Yang Harus Dikerjakan:
Salin ulang baris-baris data di bawah tanpa mengubah apa pun. Mulai dari baris yang memuat "the distant island", lalu berhenti setelah baris yang memuat "pixel 688 435".

Data tersimpan
━━━━━━━━━━━━━━━━━━━━
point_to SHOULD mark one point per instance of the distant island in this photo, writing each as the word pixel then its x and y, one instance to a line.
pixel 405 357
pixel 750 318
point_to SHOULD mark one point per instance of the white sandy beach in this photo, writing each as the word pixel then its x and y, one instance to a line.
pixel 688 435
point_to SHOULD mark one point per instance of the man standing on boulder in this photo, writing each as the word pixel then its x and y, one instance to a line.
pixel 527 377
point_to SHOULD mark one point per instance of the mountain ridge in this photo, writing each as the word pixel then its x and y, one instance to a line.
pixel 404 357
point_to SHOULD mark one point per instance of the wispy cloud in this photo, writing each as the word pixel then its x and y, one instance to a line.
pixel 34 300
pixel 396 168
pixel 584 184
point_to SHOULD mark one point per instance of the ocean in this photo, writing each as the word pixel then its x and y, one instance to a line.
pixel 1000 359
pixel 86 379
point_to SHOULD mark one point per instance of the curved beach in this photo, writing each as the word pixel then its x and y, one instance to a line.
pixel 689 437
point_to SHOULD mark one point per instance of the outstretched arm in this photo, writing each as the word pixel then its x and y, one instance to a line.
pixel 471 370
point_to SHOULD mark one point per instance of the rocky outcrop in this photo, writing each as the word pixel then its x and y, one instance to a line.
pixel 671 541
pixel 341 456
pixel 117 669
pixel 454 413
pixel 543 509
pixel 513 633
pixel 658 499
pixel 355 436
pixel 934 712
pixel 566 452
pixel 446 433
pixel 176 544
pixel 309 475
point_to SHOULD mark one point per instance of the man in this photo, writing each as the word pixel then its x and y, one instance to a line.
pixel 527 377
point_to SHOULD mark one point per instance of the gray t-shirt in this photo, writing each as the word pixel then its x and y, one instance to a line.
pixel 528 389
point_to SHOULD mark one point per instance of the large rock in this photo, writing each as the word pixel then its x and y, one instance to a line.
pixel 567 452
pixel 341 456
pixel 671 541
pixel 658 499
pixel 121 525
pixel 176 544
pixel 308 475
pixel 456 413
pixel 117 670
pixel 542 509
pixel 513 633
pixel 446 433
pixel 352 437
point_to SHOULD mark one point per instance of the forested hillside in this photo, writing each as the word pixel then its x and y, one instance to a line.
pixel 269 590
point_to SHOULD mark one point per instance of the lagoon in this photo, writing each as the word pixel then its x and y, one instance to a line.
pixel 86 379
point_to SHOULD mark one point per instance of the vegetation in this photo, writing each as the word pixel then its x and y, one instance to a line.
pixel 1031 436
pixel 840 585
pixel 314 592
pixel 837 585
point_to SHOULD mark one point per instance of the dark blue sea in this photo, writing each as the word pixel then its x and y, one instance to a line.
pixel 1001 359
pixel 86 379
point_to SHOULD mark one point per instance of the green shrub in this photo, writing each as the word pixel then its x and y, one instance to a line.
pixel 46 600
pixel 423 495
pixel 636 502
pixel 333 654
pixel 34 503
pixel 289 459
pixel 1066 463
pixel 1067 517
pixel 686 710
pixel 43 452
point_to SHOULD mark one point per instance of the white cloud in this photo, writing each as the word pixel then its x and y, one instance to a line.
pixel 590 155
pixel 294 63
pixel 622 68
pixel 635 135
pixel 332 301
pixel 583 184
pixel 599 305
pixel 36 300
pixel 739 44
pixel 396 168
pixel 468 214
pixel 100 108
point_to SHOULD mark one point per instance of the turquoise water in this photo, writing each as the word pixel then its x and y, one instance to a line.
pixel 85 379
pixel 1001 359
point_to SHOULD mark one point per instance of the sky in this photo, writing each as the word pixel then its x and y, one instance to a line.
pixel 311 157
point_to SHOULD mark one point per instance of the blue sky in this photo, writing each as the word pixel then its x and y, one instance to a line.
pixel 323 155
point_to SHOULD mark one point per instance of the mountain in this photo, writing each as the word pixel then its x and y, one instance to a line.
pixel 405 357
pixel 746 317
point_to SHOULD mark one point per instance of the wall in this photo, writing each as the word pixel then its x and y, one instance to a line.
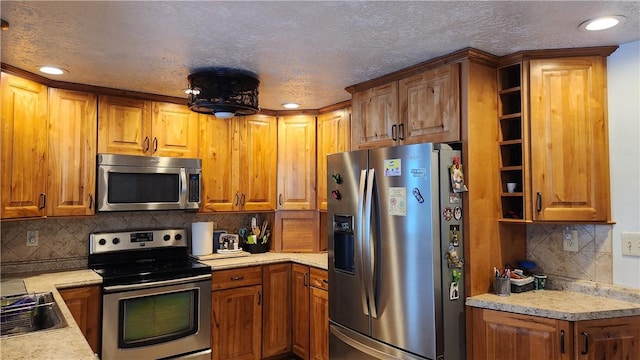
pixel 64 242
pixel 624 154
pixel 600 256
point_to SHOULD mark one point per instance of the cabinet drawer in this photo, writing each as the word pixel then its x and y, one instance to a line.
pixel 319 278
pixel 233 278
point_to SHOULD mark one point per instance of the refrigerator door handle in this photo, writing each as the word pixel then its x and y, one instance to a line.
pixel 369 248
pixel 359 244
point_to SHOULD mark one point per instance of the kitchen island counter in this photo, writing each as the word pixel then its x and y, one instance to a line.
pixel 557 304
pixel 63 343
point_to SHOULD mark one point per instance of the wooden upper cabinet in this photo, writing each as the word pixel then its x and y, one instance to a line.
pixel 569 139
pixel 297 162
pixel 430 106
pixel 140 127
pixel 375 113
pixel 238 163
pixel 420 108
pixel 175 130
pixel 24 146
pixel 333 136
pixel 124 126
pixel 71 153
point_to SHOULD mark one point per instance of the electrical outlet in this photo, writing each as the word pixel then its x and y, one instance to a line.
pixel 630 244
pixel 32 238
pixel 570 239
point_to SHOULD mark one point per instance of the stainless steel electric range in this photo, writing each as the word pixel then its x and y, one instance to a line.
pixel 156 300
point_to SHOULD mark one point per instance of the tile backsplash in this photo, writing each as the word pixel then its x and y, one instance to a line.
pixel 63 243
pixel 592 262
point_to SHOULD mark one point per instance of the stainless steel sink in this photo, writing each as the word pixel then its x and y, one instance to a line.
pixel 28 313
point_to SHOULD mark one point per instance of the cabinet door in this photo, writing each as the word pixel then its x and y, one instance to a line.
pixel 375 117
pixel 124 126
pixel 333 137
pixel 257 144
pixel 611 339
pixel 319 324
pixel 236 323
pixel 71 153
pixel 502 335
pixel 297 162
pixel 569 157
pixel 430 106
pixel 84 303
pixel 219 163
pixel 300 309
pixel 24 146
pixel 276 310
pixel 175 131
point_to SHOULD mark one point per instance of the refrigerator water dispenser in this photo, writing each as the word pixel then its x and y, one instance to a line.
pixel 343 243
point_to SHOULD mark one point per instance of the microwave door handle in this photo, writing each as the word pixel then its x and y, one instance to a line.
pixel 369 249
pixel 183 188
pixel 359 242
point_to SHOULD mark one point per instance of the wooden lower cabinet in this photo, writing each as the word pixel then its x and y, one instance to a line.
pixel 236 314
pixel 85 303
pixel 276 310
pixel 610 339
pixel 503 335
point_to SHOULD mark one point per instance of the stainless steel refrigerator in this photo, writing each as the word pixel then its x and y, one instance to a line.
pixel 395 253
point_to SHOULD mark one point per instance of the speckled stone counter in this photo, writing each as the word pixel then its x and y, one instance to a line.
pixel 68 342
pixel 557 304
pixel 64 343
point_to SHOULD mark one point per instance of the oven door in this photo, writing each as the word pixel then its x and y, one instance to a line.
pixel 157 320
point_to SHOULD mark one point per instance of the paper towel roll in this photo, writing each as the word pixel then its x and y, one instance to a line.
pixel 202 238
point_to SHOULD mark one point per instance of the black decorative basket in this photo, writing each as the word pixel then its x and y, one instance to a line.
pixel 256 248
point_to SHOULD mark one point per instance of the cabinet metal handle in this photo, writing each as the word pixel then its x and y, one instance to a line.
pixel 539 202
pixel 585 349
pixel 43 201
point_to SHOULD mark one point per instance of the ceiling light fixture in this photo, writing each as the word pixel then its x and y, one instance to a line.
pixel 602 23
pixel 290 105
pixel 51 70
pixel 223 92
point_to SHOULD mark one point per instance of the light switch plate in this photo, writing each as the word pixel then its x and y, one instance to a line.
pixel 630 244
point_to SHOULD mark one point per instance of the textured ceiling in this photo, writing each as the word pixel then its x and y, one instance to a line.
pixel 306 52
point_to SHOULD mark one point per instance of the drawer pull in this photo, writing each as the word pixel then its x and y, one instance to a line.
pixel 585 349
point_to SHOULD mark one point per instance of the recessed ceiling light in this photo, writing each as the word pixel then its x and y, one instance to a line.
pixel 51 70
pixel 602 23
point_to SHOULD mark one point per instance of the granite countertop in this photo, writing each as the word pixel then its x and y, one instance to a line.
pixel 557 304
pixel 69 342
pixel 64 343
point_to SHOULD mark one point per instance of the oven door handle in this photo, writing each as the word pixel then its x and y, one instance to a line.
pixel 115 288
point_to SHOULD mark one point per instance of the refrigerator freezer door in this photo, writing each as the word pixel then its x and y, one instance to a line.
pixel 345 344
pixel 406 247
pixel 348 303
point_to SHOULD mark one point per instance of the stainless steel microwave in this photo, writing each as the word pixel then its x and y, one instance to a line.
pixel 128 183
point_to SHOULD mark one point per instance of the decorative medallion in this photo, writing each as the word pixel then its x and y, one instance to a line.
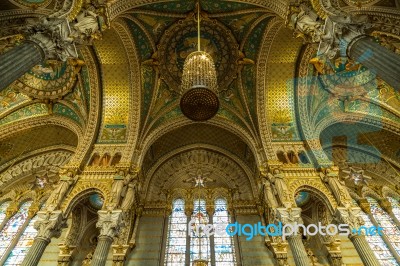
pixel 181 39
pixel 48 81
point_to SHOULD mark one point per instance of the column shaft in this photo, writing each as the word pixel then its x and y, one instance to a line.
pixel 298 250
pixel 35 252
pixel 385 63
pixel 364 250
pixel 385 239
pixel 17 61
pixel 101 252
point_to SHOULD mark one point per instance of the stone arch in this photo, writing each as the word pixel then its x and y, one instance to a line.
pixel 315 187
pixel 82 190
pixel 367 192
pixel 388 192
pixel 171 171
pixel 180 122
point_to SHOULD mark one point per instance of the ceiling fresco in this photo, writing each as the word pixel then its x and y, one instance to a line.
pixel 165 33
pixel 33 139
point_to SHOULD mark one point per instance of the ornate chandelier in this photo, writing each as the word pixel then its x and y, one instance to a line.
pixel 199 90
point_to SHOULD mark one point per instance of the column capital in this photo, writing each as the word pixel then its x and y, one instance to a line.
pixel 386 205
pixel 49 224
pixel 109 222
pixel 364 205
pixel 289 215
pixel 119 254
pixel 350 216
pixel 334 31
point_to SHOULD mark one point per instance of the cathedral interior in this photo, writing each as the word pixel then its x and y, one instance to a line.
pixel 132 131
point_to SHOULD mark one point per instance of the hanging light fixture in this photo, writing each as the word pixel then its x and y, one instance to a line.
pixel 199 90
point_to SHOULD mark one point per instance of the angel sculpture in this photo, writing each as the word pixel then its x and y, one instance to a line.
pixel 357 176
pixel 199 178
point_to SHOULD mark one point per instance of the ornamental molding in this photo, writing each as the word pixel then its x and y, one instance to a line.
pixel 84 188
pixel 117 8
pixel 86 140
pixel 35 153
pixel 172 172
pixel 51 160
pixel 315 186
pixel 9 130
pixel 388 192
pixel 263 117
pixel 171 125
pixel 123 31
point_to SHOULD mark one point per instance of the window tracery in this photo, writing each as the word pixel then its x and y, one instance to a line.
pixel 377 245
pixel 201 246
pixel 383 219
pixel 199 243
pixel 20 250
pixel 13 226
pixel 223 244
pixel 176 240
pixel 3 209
━━━━━━━━━━━━━━━━━━━━
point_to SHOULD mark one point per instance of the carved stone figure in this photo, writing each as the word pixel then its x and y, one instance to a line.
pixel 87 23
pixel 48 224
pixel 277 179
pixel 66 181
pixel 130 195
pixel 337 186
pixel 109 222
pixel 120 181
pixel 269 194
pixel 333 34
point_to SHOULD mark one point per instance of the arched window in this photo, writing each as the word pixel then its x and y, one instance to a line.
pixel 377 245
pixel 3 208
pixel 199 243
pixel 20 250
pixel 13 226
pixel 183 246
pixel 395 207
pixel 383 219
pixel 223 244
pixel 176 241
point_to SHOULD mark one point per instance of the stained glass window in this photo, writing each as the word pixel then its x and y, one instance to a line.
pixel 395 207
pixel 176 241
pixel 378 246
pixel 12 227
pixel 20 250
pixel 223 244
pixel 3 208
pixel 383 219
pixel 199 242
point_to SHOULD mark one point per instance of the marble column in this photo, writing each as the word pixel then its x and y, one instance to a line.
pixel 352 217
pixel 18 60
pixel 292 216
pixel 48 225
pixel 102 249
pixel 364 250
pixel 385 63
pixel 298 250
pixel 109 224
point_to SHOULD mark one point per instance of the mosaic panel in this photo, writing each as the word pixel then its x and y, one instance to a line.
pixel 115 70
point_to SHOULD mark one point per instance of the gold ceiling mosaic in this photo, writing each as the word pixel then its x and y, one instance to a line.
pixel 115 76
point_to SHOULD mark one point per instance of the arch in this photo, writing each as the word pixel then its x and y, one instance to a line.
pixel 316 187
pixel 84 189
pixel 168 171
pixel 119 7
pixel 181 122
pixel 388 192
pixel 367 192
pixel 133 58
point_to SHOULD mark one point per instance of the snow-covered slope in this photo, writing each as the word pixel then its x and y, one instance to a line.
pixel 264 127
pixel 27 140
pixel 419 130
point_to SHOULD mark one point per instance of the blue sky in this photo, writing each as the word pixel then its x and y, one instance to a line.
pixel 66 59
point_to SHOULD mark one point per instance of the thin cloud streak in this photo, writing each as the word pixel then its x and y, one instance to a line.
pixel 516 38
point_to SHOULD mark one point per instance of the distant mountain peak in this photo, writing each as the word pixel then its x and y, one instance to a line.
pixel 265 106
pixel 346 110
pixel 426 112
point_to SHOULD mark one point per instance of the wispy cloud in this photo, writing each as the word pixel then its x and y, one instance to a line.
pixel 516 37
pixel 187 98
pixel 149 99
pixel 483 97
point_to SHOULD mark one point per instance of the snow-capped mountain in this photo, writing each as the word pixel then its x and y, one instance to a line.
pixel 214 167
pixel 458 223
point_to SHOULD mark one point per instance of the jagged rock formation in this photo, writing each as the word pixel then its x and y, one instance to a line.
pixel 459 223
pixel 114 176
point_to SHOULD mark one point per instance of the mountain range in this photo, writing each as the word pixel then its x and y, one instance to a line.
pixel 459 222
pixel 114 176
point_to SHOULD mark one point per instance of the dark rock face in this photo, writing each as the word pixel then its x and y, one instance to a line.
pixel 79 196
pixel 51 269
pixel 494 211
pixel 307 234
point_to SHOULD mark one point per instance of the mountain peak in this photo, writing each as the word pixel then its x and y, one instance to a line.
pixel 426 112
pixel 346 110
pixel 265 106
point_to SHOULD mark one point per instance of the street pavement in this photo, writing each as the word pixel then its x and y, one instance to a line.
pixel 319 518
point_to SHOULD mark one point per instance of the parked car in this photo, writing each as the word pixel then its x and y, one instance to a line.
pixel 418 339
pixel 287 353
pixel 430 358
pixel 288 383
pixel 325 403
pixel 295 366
━━━━━━━━━━━━━━━━━━━━
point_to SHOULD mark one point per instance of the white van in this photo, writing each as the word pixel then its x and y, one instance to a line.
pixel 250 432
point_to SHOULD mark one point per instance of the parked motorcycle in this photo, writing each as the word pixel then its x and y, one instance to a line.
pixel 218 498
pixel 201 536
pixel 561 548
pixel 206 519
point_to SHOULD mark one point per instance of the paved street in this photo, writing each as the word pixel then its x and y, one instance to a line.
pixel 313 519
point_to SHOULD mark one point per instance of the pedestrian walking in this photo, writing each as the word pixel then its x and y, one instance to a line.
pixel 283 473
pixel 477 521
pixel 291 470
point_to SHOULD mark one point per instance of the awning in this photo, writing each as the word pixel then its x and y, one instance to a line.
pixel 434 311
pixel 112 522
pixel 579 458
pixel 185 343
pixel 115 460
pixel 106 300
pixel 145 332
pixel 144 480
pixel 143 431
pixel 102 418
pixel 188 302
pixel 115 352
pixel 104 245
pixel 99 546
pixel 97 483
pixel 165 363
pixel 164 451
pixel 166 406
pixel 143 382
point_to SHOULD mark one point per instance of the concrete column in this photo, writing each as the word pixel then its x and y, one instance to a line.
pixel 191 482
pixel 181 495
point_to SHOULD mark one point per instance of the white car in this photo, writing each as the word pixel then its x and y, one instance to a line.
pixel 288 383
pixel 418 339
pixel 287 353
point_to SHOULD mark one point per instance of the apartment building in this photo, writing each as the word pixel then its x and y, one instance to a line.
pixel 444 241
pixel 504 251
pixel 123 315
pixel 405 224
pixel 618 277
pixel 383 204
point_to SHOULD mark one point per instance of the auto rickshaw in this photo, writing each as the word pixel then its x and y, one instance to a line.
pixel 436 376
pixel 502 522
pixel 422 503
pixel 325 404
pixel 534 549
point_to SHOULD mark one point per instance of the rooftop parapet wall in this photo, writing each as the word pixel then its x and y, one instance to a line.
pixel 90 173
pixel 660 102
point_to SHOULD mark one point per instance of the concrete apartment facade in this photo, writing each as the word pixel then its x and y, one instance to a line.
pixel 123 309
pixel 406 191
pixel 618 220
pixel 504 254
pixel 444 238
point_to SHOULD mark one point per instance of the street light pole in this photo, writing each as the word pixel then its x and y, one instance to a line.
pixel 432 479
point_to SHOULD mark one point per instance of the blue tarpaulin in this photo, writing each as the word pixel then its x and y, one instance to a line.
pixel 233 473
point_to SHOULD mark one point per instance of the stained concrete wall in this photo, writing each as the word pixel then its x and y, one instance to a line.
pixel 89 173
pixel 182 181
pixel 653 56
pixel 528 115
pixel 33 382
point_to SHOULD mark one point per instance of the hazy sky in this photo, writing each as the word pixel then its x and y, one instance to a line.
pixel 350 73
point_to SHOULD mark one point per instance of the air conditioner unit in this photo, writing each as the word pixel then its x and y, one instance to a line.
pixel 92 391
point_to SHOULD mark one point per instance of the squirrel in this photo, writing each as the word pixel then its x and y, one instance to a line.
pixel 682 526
━━━━━━━━━━━━━━━━━━━━
Jawaban di Bawah:
point_to SHOULD mark one point per instance of the distant island in this photo, writing each as the word pixel then its x and y, one instance to a line.
pixel 405 357
pixel 750 318
point_to SHOULD mark one point per instance of the white sandy beach in this photo, writing each as the word pixel then its x and y, one instance to a line.
pixel 688 435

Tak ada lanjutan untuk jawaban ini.